● **DOCUMENT EXTRACT**:
________________________
Since the successful Siege of Port Arthur, during the Russo-Japanese War heavy howitzer development had taken high priority. The Imperial Japanese Army's Armstrong designed 28 cm howitzer L/10 had been instrumental in destroying Port Arthur's defenses and sinking the fleet anchored in its harbor. This resulted in the development of several siege guns, which could be also be used as siege and coastal defense guns. The first was the Type 45 24 cm Howitzer which weighed 38 t and required a crew of 50 men two days to set up. The second was the Type 7 30 cm howitzer which was introduced in 1918. The short barreled version weighed 59 t while the long barreled version weighed 97 t. Although both were powerful weapons their weight was considered excessive and this negatively affected their mobility. Although satisfied with both designs two new guns were ordered during 1936, the Type 96 15 cm howitzer and the Type 96 24 cm howitzer. Both were lighter and more mobile than their predecessors but while the Type 96 15 cm was successful the Type 96 24 cm was a failure due to excessive shot dispersion and inconsistent range which were never resolved. Therefore only eight Type 96 24 cm howitzers were built. For transport, the Type 96 24 cm howitzer, could be broken down into four loads and towed by tractors. Once onsite, a turntable was assembled and firmly anchored to the ground. The gun was then mounted on the turntable and had 120° of traverse and +65° of elevation.
________________________
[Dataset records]
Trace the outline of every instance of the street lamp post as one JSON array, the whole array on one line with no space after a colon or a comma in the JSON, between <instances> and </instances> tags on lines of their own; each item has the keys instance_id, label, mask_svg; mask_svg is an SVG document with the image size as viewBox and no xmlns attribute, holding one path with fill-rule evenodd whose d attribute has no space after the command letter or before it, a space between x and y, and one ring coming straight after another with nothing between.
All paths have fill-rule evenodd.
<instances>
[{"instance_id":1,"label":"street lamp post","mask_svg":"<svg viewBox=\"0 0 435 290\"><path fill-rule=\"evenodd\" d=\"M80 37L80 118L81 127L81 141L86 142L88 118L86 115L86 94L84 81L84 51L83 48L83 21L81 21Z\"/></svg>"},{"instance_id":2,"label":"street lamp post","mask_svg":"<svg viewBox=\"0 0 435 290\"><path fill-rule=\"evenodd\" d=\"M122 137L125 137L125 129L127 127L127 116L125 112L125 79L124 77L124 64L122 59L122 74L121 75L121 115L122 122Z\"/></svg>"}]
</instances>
________________________
● **EXERCISES**:
1. Summarize the passage on Japanese heavy howitzers in three sentences.
2. Go on with the passage on Japanese heavy howitzers from where it stops.

● **RESPONSES BY ITEM NUMBER**:
1. After the Siege of Port Arthur, where the Armstrong-designed 28 cm howitzer L/10 destroyed the defenses and sank the fleet in the harbor, heavy howitzer development took high priority in Japan. The Type 45 24 cm and Type 7 30 cm howitzers that followed were powerful, but their weight was considered excessive and hurt their mobility. In 1936 the lighter Type 96 15 cm and Type 96 24 cm howitzers were ordered; the 15 cm was successful, but the 24 cm failed because of excessive shot dispersion and inconsistent range, so only eight were built.

2.
=== Pacific War ===
The Type 96 first saw action during the Philippines Campaign in 1942, when the US-Philippine forces withdrew to the Bataan Peninsula. The first Japanese attacks failed due to stiff Allied resistance so the Commander-in-Chief of the 14th Army, Lieutenant-General Masaharu Homma brought up heavy artillery units to prepare for renewed attacks. Among the 300 guns deployed were two Type 96 howitzers of the 2nd Independent Heavy Artillery Company. On April 3, 1942 the Japanese guns opened fire at 9AM and continued until 2PM. In the six-hour bombardment, 80 rounds were fired by the 2nd Independent Heavy Artillery Company. On May 4, 1942, the Japanese began bombarding the island fortress of Corregidor. During the course of the bombardment Type 96 and Type 45 24 cm howitzers fired a total of 2,915 rounds. Corregidor eventually fell on May 6, 1942.

=== Japanese-Soviet War ===
In 1945, Type 96 howitzers were moved to Manchuria Kotō Fortress to strengthen the Japanese defense in preparation for a Soviet attack. The Japanese army had built eight fortresses along the border with the Soviet Union, of which the Kotō fortress on the Ussuri River was the strongest. Large-scale fortifications, similar to the Maginot Line, were guarded by the 4th Border Guard Unit. The 1400-strong crew had two batteries of field guns and howitzers, the Type 90 240 mm railway gun, and the Experimental 41-cm Howitzer. When the Red Army attacked the Japanese positions around Kotō fortress in Operation August Storm in August 1945, the crew was annihilated.